UJI PEMAHAMAN ->
1 > Tulis kembali bagian kisah masa kecil ini mulai dari "ibu kemudian membawa" sampai dengan "telaten melatih saya.", dan ganti "YPAC" dengan "pusat rehabilitasi".
2 > Ringkaslah kisah masa kecil ini dalam dua kalimat.

KUTIPAN ->
------------------------------------------------

Saya mengingat masa kecil saya yang selalu memberi inspirasi sekaligus dorongan kepada saya terutama ketika menghadapi keadaan yang sulit.
menurut cerita dari ibu. Saya dilahirkan secara normal dan bertumbuh seperti anak-anak lain seusia saya pada waktu itu. namun pada waktu usia 16 bulan tiba-tiba badan saya panas dan itu ternyata gejala dari penyakit polio. lalu kemudian kaki saya lumpuh . betul-betul kemudian saya tidak dapat berjalan.
ibu kemudian membawa saya untuk diterapi di YPAC solo dan ada jadwal saya dilatih secara rutin. terapis fisoterapi yang menangani saya saat itu adalah Om Siahaan (demikian saya memanggil beliau). beliau sangat baik sekali dan telaten melatih saya.
untuk menuju ke tempat terapi tersebut ibu saya menggendong saya dengan berjalan kaki (kira-kira jarak rumah-tempat terapi sekitar 10 Km) dan itu dilakukan pulang pergi. Di tengah jalan karena kecapaian ibu beristirahat dan sering diberi minum dan makanan oleh orang-orang yang merasa iba melihat kami.
suatu hari kami diantar oleh adik ibu (om), ketika perjalanan pulang kaki saya yang lumpuh itu masuk ke jeruji sepeda belakang dan sampai terluka berdarah. namun ibu dan om tidak menyadari, lalu ada orang melihat dan memberitahukan kondisi tersebut. Kata ibu saya tidak menangis pada waktu itu.
suatu hari ibu tidak membawa saya untuk terapi lagi dan itu membuat om Siahaan bertanya-tanya. lalu beliau pergi ke rumah kami untuk mencari tahu kenapa saya tidak di terapi lagi. Ketika berjumpa dengan om Siahaan, ibu hanya menangis. lalu om Siahaan mengatakan “oh ya aku tahu, besuk tetap datang aja ke terapi tapi anakmu akan diterapi paling akhir”. artinya om Siahaan memahami kalau ibu tidak punya uang untuk membawa saya terapi lagi. kami memang dari keluarga miskin, apalagi ayah sudah tidak bersama kami ketika saya berada dalam kandungan. sering untuk pergi terapi, banyak bantuan keuangan yang didapat dari saudara. lama-lama ibu sungkan.

------------------------------------------------

Catatan dari suatu koleksi
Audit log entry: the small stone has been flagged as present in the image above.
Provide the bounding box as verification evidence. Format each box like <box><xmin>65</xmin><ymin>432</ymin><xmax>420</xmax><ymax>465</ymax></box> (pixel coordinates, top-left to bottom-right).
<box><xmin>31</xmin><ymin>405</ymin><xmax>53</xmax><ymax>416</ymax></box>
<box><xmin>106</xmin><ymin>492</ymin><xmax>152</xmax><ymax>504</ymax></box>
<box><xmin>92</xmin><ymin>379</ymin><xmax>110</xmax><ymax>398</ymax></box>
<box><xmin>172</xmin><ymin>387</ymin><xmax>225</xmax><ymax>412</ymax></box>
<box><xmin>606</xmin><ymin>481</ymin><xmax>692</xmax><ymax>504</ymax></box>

------------------------------------------------

HASIL TUGAS ->
1 >
ibu kemudian membawa saya untuk diterapi di pusat rehabilitasi solo dan ada jadwal saya dilatih secara rutin. terapis fisoterapi yang menangani saya saat itu adalah Om Siahaan (demikian saya memanggil beliau). beliau sangat baik sekali dan telaten melatih saya.

2 > Pada usia 16 bulan, penulis terserang polio sehingga kakinya lumpuh dan tidak dapat berjalan. Ibunya lalu membawanya terapi secara rutin di YPAC Solo dengan menggendongnya berjalan kaki sekitar 10 km pulang pergi, dan ketika ibu berhenti membawanya karena tidak punya uang, Om Siahaan memintanya tetap datang untuk diterapi paling akhir.